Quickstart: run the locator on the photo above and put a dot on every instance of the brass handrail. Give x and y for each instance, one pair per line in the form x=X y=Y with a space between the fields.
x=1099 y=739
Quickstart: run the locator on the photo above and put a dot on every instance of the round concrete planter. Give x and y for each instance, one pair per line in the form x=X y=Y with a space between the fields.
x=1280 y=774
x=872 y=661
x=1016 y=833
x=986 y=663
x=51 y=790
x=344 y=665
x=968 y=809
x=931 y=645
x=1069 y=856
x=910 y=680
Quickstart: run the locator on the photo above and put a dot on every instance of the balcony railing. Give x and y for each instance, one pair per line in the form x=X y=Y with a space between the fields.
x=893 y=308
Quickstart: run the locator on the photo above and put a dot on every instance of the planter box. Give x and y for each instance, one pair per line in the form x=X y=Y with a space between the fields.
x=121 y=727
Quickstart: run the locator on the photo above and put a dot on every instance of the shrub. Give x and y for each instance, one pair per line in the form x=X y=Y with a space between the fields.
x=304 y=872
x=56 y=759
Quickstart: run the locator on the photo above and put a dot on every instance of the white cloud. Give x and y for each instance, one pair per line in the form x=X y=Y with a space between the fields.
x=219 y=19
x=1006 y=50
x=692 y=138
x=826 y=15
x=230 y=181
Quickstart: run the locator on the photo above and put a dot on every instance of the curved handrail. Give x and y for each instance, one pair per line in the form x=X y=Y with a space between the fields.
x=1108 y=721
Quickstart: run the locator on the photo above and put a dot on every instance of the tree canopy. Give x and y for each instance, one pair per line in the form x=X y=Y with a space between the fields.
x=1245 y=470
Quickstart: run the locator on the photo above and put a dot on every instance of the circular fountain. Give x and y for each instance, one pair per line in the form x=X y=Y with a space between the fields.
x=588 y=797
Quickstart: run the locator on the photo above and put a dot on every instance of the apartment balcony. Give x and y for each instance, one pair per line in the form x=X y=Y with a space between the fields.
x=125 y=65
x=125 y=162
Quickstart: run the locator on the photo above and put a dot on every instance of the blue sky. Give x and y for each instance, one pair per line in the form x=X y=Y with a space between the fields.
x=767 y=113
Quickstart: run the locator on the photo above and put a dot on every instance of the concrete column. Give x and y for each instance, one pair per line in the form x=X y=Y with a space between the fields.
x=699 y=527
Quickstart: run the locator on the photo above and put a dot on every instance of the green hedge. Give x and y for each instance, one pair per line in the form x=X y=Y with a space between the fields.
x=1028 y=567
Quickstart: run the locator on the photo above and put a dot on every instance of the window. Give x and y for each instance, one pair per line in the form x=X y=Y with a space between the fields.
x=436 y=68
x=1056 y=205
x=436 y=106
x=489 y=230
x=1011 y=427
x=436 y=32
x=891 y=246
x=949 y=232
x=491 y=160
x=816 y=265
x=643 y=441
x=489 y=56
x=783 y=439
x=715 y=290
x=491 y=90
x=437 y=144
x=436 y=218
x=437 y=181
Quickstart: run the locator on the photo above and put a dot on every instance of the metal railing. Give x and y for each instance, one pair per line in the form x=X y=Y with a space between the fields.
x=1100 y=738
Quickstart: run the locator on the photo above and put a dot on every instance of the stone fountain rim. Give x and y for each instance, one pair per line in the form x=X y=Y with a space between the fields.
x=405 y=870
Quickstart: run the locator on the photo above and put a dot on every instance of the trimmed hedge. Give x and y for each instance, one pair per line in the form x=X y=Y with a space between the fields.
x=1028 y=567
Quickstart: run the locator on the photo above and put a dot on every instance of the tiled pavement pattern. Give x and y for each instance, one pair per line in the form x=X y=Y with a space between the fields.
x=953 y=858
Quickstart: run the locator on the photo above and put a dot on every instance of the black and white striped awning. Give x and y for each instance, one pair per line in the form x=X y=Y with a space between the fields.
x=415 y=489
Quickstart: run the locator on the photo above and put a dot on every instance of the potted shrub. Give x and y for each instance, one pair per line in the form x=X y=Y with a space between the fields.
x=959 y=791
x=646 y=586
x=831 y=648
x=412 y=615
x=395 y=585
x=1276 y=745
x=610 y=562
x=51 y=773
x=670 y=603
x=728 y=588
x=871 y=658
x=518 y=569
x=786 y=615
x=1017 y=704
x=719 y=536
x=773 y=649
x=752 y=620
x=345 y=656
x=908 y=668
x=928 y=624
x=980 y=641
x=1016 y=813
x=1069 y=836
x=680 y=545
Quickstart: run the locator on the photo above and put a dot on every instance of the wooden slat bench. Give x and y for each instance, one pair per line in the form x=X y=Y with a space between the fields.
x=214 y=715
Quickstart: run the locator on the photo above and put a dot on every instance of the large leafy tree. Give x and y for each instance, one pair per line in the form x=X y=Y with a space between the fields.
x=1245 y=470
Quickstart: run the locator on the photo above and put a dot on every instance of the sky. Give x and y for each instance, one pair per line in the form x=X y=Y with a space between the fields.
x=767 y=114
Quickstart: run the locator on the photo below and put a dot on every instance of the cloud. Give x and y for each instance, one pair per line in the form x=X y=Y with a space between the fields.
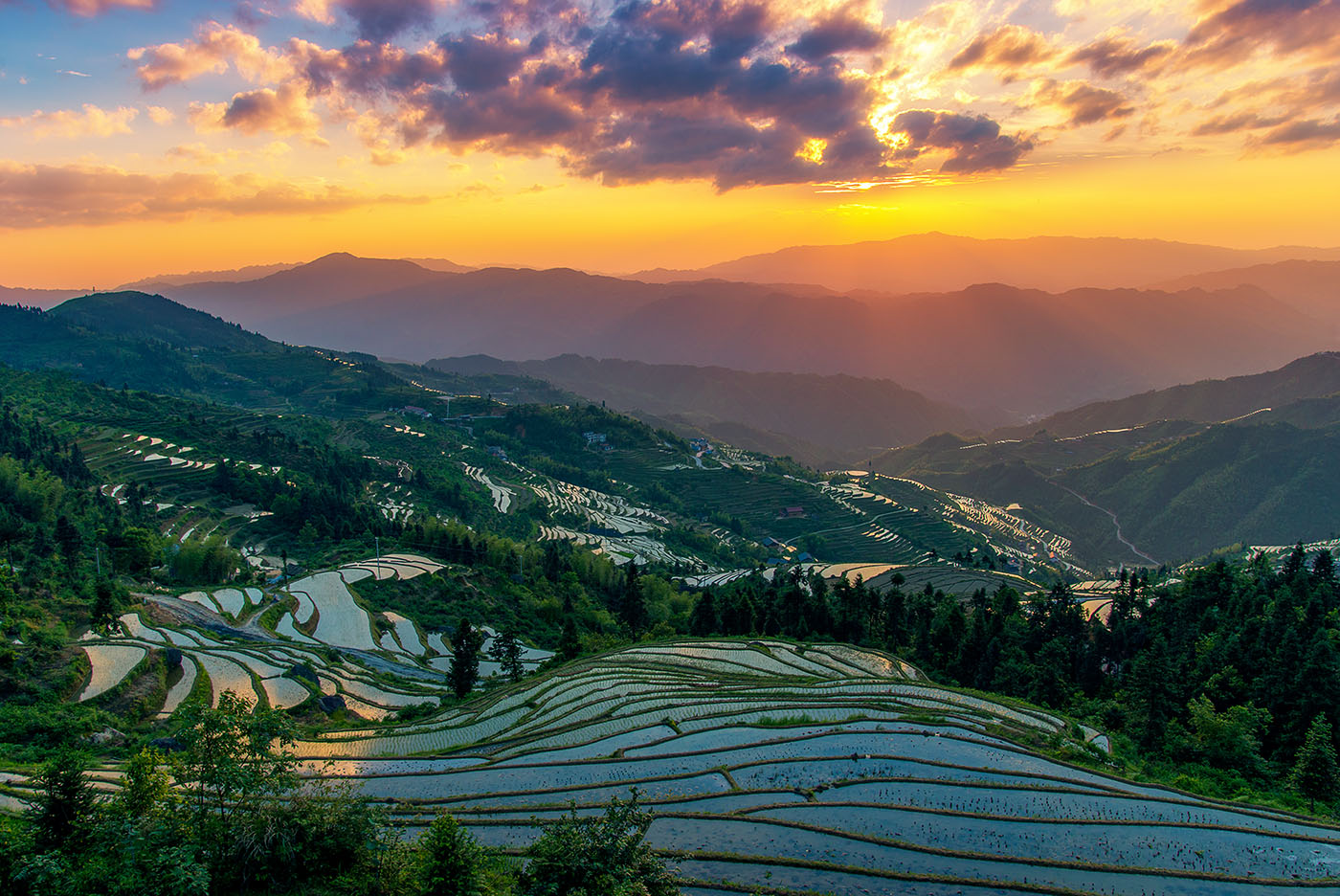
x=1007 y=50
x=98 y=7
x=377 y=20
x=482 y=62
x=1235 y=31
x=1082 y=102
x=730 y=91
x=974 y=143
x=1112 y=56
x=1300 y=136
x=279 y=111
x=838 y=34
x=40 y=195
x=93 y=121
x=214 y=49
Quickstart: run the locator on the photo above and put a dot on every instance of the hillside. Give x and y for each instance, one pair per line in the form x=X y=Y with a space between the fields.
x=1208 y=401
x=36 y=298
x=1308 y=285
x=145 y=316
x=234 y=275
x=942 y=262
x=1166 y=490
x=1250 y=483
x=823 y=421
x=307 y=288
x=1061 y=349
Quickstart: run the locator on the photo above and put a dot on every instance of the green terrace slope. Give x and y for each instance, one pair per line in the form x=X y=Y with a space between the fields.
x=1159 y=492
x=153 y=343
x=766 y=764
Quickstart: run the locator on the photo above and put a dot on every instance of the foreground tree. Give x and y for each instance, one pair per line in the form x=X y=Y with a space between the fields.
x=505 y=651
x=465 y=658
x=596 y=856
x=452 y=860
x=1316 y=774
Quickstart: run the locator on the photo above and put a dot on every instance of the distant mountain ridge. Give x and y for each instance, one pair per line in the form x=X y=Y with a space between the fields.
x=942 y=262
x=823 y=421
x=1312 y=287
x=231 y=275
x=991 y=345
x=147 y=316
x=1205 y=402
x=36 y=298
x=1182 y=470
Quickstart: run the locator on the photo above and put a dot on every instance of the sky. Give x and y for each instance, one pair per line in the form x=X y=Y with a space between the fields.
x=144 y=137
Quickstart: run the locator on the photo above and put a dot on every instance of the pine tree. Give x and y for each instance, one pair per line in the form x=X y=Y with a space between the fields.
x=505 y=651
x=452 y=859
x=634 y=608
x=465 y=658
x=570 y=643
x=704 y=619
x=1316 y=774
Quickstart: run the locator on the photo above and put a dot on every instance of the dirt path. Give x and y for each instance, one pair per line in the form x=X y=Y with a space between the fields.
x=1115 y=523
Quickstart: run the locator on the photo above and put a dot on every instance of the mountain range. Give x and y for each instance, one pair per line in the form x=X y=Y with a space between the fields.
x=942 y=262
x=820 y=421
x=1158 y=476
x=992 y=346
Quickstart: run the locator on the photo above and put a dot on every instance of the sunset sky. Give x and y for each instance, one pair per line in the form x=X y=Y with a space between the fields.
x=147 y=137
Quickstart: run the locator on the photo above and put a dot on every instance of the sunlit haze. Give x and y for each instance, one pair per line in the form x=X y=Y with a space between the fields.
x=141 y=137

• • •

## Task to complete:
Edit the whole listing above so that "locator" becomes "point finder" everywhere, with nothing else changed. Leave the pictures out of your answer.

## Result of the exercise:
Quickstart: run the point finder on the photo above and put a dot on every instance of the brass handrail. Give x and y for each instance, one pair per line in the form x=X y=Y with a space between the fields.
x=1099 y=739
Quickstart: run the point finder on the photo above and put a dot on every instance of the round concrete planter. Give x and y for each instance, one pair per line in the form x=X y=Y with a space between the fields.
x=1280 y=774
x=872 y=661
x=1016 y=833
x=986 y=663
x=51 y=790
x=344 y=665
x=968 y=809
x=931 y=645
x=1069 y=856
x=910 y=680
Quickstart: run the point finder on the photo above and put a dot on every instance of the balcony railing. Give x and y for each instance, one pair per line in the form x=X y=Y with a space between the fields.
x=893 y=308
Quickstart: run the point finder on the photo above and put a dot on every instance of the planter box. Give x and y for each instance, one pair per line in the form x=X y=Y with a space between the fields.
x=121 y=727
Quickstart: run the point finder on the photo above and put a dot on every instance of the shrub. Give x and y for each instance, one pair per line in the form x=X y=Y with a space between the fields.
x=304 y=872
x=56 y=759
Quickstart: run the point finder on the photo above and put a dot on every instance of the white cloud. Give x and y for each instance, one pair per line in the form x=X y=Y with a space between the fields.
x=219 y=19
x=1006 y=50
x=692 y=138
x=826 y=15
x=230 y=181
Quickstart: run the point finder on the photo above and put a dot on every instance of the curved handrail. Give x and y for each instance, one pair per line in the form x=X y=Y with a space between the fields.
x=1108 y=721
Quickstart: run the point finder on the photo above and put a dot on every instance of the tree canopy. Give x and y for each instance, one pair per line in the form x=X y=Y with a space between the fields.
x=1245 y=470
Quickstart: run the point finder on the photo above and put a dot on every instance of the circular fountain. Give x and y for each instance, one pair per line in the form x=X y=Y with a space between the fields.
x=588 y=797
Quickstart: run the point finder on the photo above and put a dot on every instance of the apartment balcony. Give x and y for each instance, one pair per line in the form x=X y=Y with a space between the fields.
x=125 y=65
x=125 y=162
Quickstart: run the point finder on the photo above and put a dot on every instance of the blue sky. Give x and y for each instance, one pair per line in the form x=X y=Y with a space between the fields.
x=767 y=113
Quickstart: run the point finder on the photo above and put a dot on every instance of the concrete column. Give x and y for each instance, one pair per line in the form x=X y=Y with a space between the fields.
x=699 y=527
Quickstart: run the point finder on the photo above and put a dot on every instance of the green hedge. Give x and y for each instance, one pair per line in the form x=X y=Y with a space between the fields.
x=1028 y=567
Quickstart: run the point finder on the photo above and put a dot on every instance of the window. Give x and y for each instance, one pair per line in the form x=X y=Y with a space between the fields.
x=436 y=68
x=1056 y=205
x=436 y=106
x=489 y=230
x=1011 y=427
x=436 y=32
x=891 y=246
x=949 y=232
x=491 y=160
x=816 y=265
x=643 y=441
x=489 y=56
x=783 y=439
x=715 y=290
x=491 y=90
x=437 y=144
x=436 y=218
x=437 y=181
Quickstart: run the point finder on the photo above and put a dot on every instance of the metal railing. Give x and y for each instance, one pair per line in the form x=X y=Y with a space between the fields.
x=1100 y=738
Quickstart: run the point finder on the photo above and put a dot on every instance of the stone fountain rim. Give x and y for each instance, one pair per line in the form x=X y=Y with a space between the fields.
x=405 y=870
Quickstart: run the point finder on the photo above and put a dot on every instance of the trimmed hedge. Give x and y for each instance, one pair per line in the form x=X y=Y with a space between the fields.
x=1028 y=567
Quickstart: run the point finder on the photo above and put a dot on every instance of the tiled pavement pattern. Give x and y for each instance, one pair per line in the form x=X y=Y with a space between the fields.
x=953 y=858
Quickstart: run the point finder on the photo above and put a dot on every instance of the black and white striped awning. Give x and y for each instance, one pair per line in the form x=X y=Y with a space between the fields.
x=415 y=489
Quickstart: run the point finder on the photo above and put a dot on every instance of the potted shrub. Give x and y for each instance, one pair per line in the form x=X y=Y with a space between the fields.
x=959 y=791
x=646 y=586
x=831 y=648
x=412 y=615
x=395 y=585
x=1276 y=745
x=610 y=562
x=51 y=773
x=670 y=603
x=728 y=588
x=871 y=658
x=518 y=569
x=786 y=615
x=1017 y=704
x=719 y=536
x=773 y=649
x=752 y=620
x=345 y=656
x=908 y=668
x=928 y=624
x=980 y=641
x=1016 y=813
x=1069 y=836
x=680 y=545
Quickstart: run the point finder on the photo above and put a dot on every instance of the wooden slat bench. Give x and y for each instance, one pair per line in the form x=X y=Y with a space between the fields.
x=214 y=715
Quickstart: run the point finder on the photo above and put a dot on every instance of the large leafy tree. Give x and y for each instance, one pair per line in the form x=X y=Y with a space between the fields.
x=1245 y=470
Quickstart: run the point finder on the photo above and put a dot on every instance of the sky. Give x and y for each instance, one pair per line in the form x=X y=Y with a space between the fields.
x=767 y=114
Quickstart: run the point finder on the photo below and put a dot on every instance of the cloud. Give x and y for each instance, one pair per line in the form x=X y=Y with a space between the fields.
x=1007 y=50
x=98 y=7
x=377 y=20
x=482 y=62
x=1235 y=31
x=1082 y=102
x=730 y=91
x=974 y=143
x=1112 y=56
x=1300 y=136
x=279 y=111
x=838 y=34
x=40 y=195
x=93 y=121
x=214 y=49
Quickstart: run the point finder on the photo above and put a dot on every instance of the hillside. Give x and y for each instance, one pair per line in the form x=X y=Y with a space between the fields.
x=1208 y=401
x=36 y=298
x=1308 y=285
x=145 y=316
x=234 y=275
x=942 y=262
x=1166 y=490
x=1250 y=483
x=823 y=421
x=307 y=288
x=1061 y=349
Quickstart: run the point finder on the photo above and put a dot on every instance of the green terrace slope. Give x and y for each instance, one pair per line in the form x=X y=Y with a space between the fields.
x=1159 y=492
x=153 y=343
x=766 y=764
Quickstart: run the point finder on the photo above and put a dot on every instance of the foreground tree. Give x and y for each instance, one pair per line in the form x=X y=Y with a space between the fields.
x=505 y=651
x=465 y=658
x=596 y=856
x=452 y=860
x=1316 y=774
Quickstart: run the point finder on the photo above and put a dot on every instance of the distant mountain ridge. Give x and y for each instance, one pair per line in the form x=X y=Y with a space between the fields.
x=942 y=262
x=823 y=421
x=1312 y=287
x=231 y=275
x=991 y=345
x=147 y=316
x=1205 y=402
x=36 y=298
x=1182 y=470
Quickstart: run the point finder on the photo above and put a dot on every instance of the sky. Give x and y for each instance, one pair per line in the form x=X y=Y with a space between the fields.
x=144 y=137
Quickstart: run the point finder on the photo above and put a dot on every instance of the pine tree. Give x and y for each instance, one pair per line in the form x=X y=Y with a space between the fields.
x=505 y=651
x=452 y=859
x=634 y=608
x=465 y=658
x=570 y=643
x=704 y=619
x=1316 y=774
Quickstart: run the point finder on the photo above and put a dot on every instance of the dirt path. Give x and y for each instance, one pair per line in the form x=X y=Y with a space between the fields.
x=1115 y=523
Quickstart: run the point finder on the photo above and put a dot on every instance of the mountain range. Give x and y for each instance, one pair per line in the form x=X y=Y with a space between the fields.
x=942 y=262
x=820 y=421
x=1158 y=476
x=992 y=346
Quickstart: run the point finder on the photo above and put a dot on every instance of the sunset sky. Give x and y for each instance, one pair per line in the form x=X y=Y with a space between the fields.
x=147 y=137
Quickstart: run the point finder on the photo above and put a dot on every instance of the sunlit haze. Give x and y for each instance, one pair per line in the form x=X y=Y with a space between the fields.
x=141 y=137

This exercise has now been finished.